DIRECTIVE - Echo every one of the entries below word for word, omitting the pictures from your answer.

[Lines of data]
* start *

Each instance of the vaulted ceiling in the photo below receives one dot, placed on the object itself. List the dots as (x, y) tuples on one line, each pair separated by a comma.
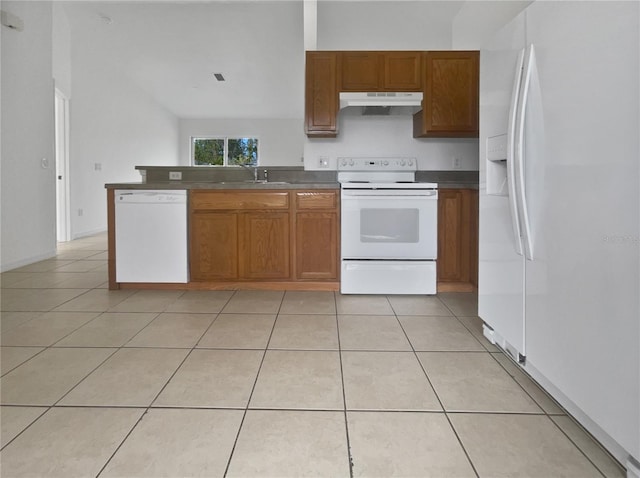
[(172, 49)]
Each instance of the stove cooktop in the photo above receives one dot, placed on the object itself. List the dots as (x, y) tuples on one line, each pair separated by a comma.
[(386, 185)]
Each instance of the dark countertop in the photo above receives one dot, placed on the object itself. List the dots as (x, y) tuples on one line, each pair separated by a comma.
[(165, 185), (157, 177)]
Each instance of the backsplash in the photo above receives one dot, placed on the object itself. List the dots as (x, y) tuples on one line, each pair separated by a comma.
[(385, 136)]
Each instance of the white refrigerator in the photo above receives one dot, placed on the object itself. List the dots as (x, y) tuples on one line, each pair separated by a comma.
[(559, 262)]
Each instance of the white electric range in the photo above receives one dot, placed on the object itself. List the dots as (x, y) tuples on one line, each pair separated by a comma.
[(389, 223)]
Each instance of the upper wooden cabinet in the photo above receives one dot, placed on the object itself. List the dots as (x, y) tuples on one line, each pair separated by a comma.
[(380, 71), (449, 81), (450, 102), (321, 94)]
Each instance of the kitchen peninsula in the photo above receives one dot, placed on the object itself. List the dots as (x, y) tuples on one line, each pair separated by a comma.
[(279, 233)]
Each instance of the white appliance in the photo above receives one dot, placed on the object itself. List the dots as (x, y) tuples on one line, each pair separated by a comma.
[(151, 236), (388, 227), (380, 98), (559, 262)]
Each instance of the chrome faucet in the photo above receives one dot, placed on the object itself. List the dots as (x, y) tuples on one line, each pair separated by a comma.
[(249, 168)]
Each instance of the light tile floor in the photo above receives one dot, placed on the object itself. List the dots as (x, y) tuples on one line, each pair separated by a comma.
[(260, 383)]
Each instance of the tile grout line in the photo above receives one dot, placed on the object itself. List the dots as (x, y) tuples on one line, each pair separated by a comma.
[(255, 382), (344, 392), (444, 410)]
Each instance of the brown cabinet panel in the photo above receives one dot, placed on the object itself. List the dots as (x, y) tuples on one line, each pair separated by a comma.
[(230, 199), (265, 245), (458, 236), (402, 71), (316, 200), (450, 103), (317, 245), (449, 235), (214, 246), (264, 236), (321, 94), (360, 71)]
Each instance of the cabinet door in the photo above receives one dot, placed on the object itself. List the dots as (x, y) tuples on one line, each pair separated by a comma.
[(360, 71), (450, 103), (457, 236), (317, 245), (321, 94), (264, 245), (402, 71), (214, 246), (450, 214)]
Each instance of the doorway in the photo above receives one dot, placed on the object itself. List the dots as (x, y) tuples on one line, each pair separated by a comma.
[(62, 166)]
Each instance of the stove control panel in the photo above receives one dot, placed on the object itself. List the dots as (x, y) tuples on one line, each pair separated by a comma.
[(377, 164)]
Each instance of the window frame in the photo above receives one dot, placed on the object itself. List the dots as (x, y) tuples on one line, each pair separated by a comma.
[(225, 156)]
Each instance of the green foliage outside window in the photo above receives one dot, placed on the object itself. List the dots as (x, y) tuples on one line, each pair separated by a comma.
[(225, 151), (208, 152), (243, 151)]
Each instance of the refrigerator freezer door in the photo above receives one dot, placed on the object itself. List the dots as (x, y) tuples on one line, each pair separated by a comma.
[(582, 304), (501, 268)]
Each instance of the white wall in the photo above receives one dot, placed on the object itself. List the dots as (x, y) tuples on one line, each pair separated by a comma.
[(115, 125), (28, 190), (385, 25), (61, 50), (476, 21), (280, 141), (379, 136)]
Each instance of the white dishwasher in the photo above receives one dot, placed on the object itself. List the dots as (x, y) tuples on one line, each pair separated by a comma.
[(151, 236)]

* end *

EXPECTED ANSWER -
Each instance of the vaulted ceiling in the photo below receives one dot, placed on the object itself. List the dots as (x, y) tuples on one line, each pair separated by a comma.
[(172, 49)]
Each instance of the stove cooktop in the photo above receives one dot, placed on the object itself. List the dots as (x, y) tuples on one line, each pair separated by a comma.
[(386, 185)]
Each instance of the dark countertop in the photo above receives one dot, placed on the object itself. List the dots as (x, y) tuples on one line, each pair separated by a comma.
[(165, 185), (157, 177)]
Each instance of the backsplash in the photo above receives one dot, placed on the object itself. List the dots as (x, y) tuples on one line, each pair separated by a comma.
[(385, 136)]
Each instance of the white refrigerator in the photo above receives one dot, placed on the object itself. List the dots as (x, y) tuples on one line, each pair separated by a comma.
[(559, 262)]
Each instance of the white electric range in the photo above receives one dot, placed on the object itself. List the dots as (x, y) tuples on one line, each pair separated by a comma.
[(389, 223)]
Each instance of the upper wooden cabinet in the photo above receives one dot, placed on the object itself. List the dots as (x, y) tuples on one line, each pair separated by a comma.
[(380, 71), (449, 81), (450, 102), (321, 94)]
Each instance of the kitchen peninsula in the photo above receives one dot, placed on the object itself. List the dots as (x, y) tuples on one line, each pair separated by a comma.
[(279, 233)]
Each instance of the white appliance in the photo above receives one dot, placed on the object itself. List the dots as (x, y) tuples on one line, each pair separated by a comma.
[(151, 236), (388, 227), (380, 98), (559, 262)]
Each instance of the chrome faucet in the photo above receives one dot, placed on the object itself. List the dots as (x, y) tuples on one line, each pair separated by a comma.
[(249, 168)]
Each instance of the light tile floor in the photo above receives one dot, placed on the object itself. List the dots as (x, y) tuples on one line, each pair separated by a comma.
[(260, 383)]
Each instance of the tile grout line in the photo above receives one dot, placed on the object itself. List the dots as (x, y) tuples on one line, each pair separated by a comma.
[(255, 382), (344, 392), (444, 410)]
Each instance of the brown cabinet panel in the photo above receives one dot, placed on the object itself. List the dots as (x, y) tuples on one line, each pair separated by a comma.
[(230, 199), (265, 245), (458, 236), (402, 71), (316, 200), (450, 103), (317, 245), (449, 235), (214, 246), (264, 236), (321, 94), (360, 71)]
Each instance of the cabinet door in the photo above receives one dot, placed on the object itself. List the dots as (x, y) tuples on one line, each pair separated by a comma.
[(360, 71), (450, 103), (457, 236), (317, 245), (321, 94), (264, 245), (402, 71), (214, 246), (450, 214)]
Each instance of the doorway in the photo above receives one dot, placed on the object itself. List the dots as (x, y) tuples on one line, each pair separated by a comma.
[(62, 166)]
Each instance of the stove control panel in the photo above receives one dot, placed on the object itself. List the dots as (x, y) tuples on one line, each pair separated by a comma.
[(377, 164)]
Each instance of the window frame in the photo above receives one dot, placed on the object itself. List the dots as (x, y) tuples on one line, each pair separated by a comma.
[(225, 156)]
Each instance of the green foliage outside window in the photo above receives one dot, placed on the object itself. List the dots as (x, y) tuples on one line, each pair separated by a comma.
[(225, 151), (208, 152), (243, 151)]
Each instance of the refrigerator freezer door in the photo above receives one dot, placed on the object itself. List the dots as (x, y) tuples on one line, each pair separated by a comma.
[(582, 304), (501, 268)]
Each instance of the white wall in the photo above receives one dot, placed on the object itself. List the dots as (x, y) tuples on one line, each pair separated by a comma.
[(115, 125), (28, 190), (385, 25), (61, 50), (476, 21), (280, 141), (379, 136)]
Each instance of the white dishwasher in the photo above receives one dot, placed on the object itself. List the dots as (x, y) tuples on one line, each pair separated by a comma.
[(151, 236)]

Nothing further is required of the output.